- _What is needed_
Reproduce each of the rows below word for word, without changing anything.

━━━━━━━━━━━━━━━━━━━━

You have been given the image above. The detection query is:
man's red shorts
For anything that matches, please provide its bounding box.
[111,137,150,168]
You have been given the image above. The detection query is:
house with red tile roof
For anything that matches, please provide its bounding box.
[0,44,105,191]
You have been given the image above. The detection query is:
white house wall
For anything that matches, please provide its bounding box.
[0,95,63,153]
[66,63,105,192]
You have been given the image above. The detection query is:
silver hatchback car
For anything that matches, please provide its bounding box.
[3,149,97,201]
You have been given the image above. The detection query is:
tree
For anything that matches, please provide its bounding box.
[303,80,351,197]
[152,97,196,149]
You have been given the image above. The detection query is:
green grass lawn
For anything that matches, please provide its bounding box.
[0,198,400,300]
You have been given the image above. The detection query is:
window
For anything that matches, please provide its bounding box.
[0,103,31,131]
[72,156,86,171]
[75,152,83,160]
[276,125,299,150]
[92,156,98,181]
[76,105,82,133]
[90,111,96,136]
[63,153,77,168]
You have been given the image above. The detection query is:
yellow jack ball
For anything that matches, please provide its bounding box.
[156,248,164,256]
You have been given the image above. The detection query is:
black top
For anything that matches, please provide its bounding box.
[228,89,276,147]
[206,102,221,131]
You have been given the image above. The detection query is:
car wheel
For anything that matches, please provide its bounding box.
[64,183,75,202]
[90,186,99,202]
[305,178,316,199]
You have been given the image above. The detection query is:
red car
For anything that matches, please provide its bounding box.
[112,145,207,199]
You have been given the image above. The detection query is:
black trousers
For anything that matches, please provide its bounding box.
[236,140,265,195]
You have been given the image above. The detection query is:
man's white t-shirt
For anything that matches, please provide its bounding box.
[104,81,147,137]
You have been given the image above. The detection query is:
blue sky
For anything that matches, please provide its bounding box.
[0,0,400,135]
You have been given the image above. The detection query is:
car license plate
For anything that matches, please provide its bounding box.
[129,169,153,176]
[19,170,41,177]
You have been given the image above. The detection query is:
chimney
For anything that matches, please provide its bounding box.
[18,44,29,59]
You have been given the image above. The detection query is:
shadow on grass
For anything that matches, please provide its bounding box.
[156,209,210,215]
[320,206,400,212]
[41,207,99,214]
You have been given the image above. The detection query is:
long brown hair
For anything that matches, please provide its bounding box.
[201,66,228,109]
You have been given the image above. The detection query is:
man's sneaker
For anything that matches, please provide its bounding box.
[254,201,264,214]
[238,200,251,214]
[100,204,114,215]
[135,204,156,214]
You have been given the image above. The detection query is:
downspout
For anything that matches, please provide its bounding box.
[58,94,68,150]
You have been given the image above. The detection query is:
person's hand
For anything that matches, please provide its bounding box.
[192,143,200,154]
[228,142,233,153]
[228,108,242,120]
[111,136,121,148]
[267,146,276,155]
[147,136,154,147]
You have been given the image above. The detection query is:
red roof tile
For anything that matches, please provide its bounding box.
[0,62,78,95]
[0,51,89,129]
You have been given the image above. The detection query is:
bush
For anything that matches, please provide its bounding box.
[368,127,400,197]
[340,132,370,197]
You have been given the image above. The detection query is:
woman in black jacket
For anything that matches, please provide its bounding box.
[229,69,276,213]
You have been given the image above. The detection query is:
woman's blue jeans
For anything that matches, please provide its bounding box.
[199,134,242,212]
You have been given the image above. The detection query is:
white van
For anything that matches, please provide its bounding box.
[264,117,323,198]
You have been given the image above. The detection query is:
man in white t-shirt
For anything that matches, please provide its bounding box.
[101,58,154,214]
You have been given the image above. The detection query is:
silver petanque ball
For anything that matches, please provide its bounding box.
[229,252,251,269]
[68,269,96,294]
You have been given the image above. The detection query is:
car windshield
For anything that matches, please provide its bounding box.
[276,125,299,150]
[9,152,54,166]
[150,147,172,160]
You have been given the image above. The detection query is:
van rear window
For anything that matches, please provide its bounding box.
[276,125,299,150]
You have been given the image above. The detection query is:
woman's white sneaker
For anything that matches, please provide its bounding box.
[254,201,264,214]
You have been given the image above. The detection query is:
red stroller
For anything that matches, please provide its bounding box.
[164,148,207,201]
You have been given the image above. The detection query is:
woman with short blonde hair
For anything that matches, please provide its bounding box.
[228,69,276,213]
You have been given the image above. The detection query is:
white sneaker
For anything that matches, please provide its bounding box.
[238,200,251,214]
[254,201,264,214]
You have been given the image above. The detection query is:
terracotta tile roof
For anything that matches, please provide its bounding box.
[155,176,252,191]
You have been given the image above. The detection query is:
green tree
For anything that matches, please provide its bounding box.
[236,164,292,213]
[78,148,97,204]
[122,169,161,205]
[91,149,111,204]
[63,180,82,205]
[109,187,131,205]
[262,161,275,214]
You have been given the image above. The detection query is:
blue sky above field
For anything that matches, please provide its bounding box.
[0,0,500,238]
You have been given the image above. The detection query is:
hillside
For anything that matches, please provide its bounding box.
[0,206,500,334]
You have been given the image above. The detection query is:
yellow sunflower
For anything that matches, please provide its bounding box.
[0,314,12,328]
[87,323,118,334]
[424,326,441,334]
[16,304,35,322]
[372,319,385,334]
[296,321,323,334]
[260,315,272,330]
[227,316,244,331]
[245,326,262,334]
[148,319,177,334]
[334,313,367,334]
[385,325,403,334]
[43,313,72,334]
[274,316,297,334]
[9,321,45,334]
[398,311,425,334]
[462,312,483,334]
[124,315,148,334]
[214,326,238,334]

━━━━━━━━━━━━━━━━━━━━

- _Task result_
You have been given the image above. The detection query is:
man's red shorts
For anything that matches, please provide its bounding box.
[111,137,150,168]
You have been given the image above. The detection query is:
house with red tile roof
For anything that matches, please provide its bounding box.
[0,44,105,191]
You have been given the image above. The detection query is:
white house wall
For anything that matches, please provide its bounding box.
[0,95,63,153]
[66,63,105,192]
You have been given the image above. The detection query is:
silver hatchback car
For anything that matches, please provide its bounding box.
[3,149,97,201]
You have been given the image above. The detection query is:
tree
For anything that matches, please provide its bounding box.
[303,80,351,197]
[152,97,196,149]
You have been given the image above. The detection query is:
green grass lawn
For anything that matches, please provide its bounding box.
[0,198,400,300]
You have been given the image above. The detection query is:
window
For anything that matches, please provide its bounding box.
[0,103,31,131]
[72,156,86,171]
[75,152,83,160]
[276,125,299,150]
[92,156,98,181]
[76,105,82,133]
[90,111,96,136]
[63,153,77,168]
You have been given the image above. The detection query is:
yellow jack ball
For anything that matches, please provide its bounding box.
[156,248,164,256]
You have been given the image above. The detection query is:
black top
For anything that matches, please provide its bounding box.
[228,89,276,147]
[206,102,221,131]
You have been given the image above. The detection query is:
car wheel
For anything that matches, please provide its bounding box.
[64,183,75,202]
[90,186,99,202]
[305,178,316,199]
You have been given the image above. The detection query is:
red car
For anything that matches, please provide its bounding box.
[112,145,207,199]
You have been given the image above. The detection query is:
black trousers
For anything that matches, please provide its bounding box.
[236,140,265,195]
You have been given the image above. The detection query is:
man's white t-shirt
For anything that matches, please provide its bounding box.
[104,81,147,137]
You have been given the image above. The detection query is:
blue sky
For anything that matches, please provide its bounding box.
[0,0,400,135]
You have been given the image above. The detection query is:
car license plate
For anything that matches, please provide its bounding box.
[129,169,153,176]
[19,170,41,177]
You have been given the image above. The detection query is:
chimney
For anything that matches, please provide its bounding box.
[18,44,29,59]
You have been given the image above. The detection query is:
shadow on grass
For anything that matches, please provide its bounding box.
[156,209,210,215]
[320,206,400,212]
[41,207,99,214]
You have been given the image above. The detection query is:
long brown hair
For anything that matches, please provide its bounding box.
[201,66,228,109]
You have been given the image above. The detection query is:
man's sneaker
For anything that matches, please provide its bounding box.
[254,201,264,214]
[238,200,251,214]
[100,204,114,215]
[135,204,156,214]
You have been given the image above. The detection query is:
downspout
For anything that matches, please provide its bounding box.
[58,94,68,150]
You have been given the image above. The detection query is:
person's hand
For anything that matches, please provide its bounding box.
[192,143,200,154]
[228,142,233,153]
[228,108,242,120]
[111,136,121,148]
[267,146,276,155]
[147,136,154,147]
You have been given the image above. The detection query is:
red roof tile
For anything that matches, please provide its bounding box.
[0,62,78,95]
[0,51,89,129]
You have been given the image above. The detection query is:
bush
For anything that matches, please provide its bounding box.
[368,127,400,197]
[340,132,370,197]
You have been given the image above. The detection query is:
woman in black jacket
For anything that matches, please provide its bounding box.
[229,69,276,213]
You have been given the image above. The detection query is:
woman's blue jeans
For anything that matches, please provide its bounding box.
[199,134,242,212]
You have been given the image above. The detection query is:
white van
For anything that matches, please provide its bounding box.
[264,117,323,198]
You have been given the image above. The detection query is:
man in white t-shirt
For anything that matches, please provide its bounding box.
[101,58,154,214]
You have been given the image above. The detection query is:
silver petanque ball
For anything that matches, please provide its bounding box.
[229,252,251,269]
[68,269,96,294]
You have been given the image above. The detection query is:
car windshield
For anything that matches, please provide its bounding box.
[276,125,299,150]
[9,152,54,166]
[150,147,172,160]
You have been given the image above. The detection query is:
van rear window
For anything that matches, please provide its bounding box.
[276,125,299,150]
You have been given the image above. The detection query is:
woman's white sneaker
For anything that matches, please provide its bounding box.
[254,201,264,214]
You have been given the image above. The detection query is:
red stroller
For anything that matches, please provide its bounding box.
[164,148,207,201]
You have been given the image above. The detection query is:
woman with short blonde hair
For anything that matches, please provide its bounding box.
[228,69,276,213]
You have been given the image above. The detection query is:
white sneaker
For anything that matches, please provide its bounding box.
[238,200,251,214]
[254,201,264,214]
You have been given the image above. The detection query is:
terracotta tile roof
For anything that matches, please provide its bounding box.
[155,176,252,191]
You have been given the image above. The detection query is:
green tree
For anything that matches, please provide its bounding box.
[236,164,292,213]
[78,148,97,204]
[122,169,161,205]
[91,149,111,204]
[63,180,82,205]
[109,187,131,205]
[262,161,275,214]
You have been given the image above. The detection query is:
blue sky above field
For anything that matches, please provide its bounding box.
[0,0,500,238]
You have been given the image above. The detection query is:
hillside
For anything that matches, please provide its bounding box.
[0,206,500,334]
You have been given the image above. The detection query is:
yellow sunflower
For anything that matches, please provide its bounding box.
[0,314,12,328]
[87,323,118,334]
[424,326,441,334]
[16,304,35,322]
[372,319,385,334]
[296,321,323,334]
[260,315,272,330]
[227,316,244,331]
[245,326,262,334]
[148,319,177,334]
[334,313,367,334]
[385,325,403,334]
[43,313,72,334]
[274,316,297,334]
[9,321,45,334]
[398,311,425,334]
[462,312,483,334]
[124,315,148,334]
[214,326,238,334]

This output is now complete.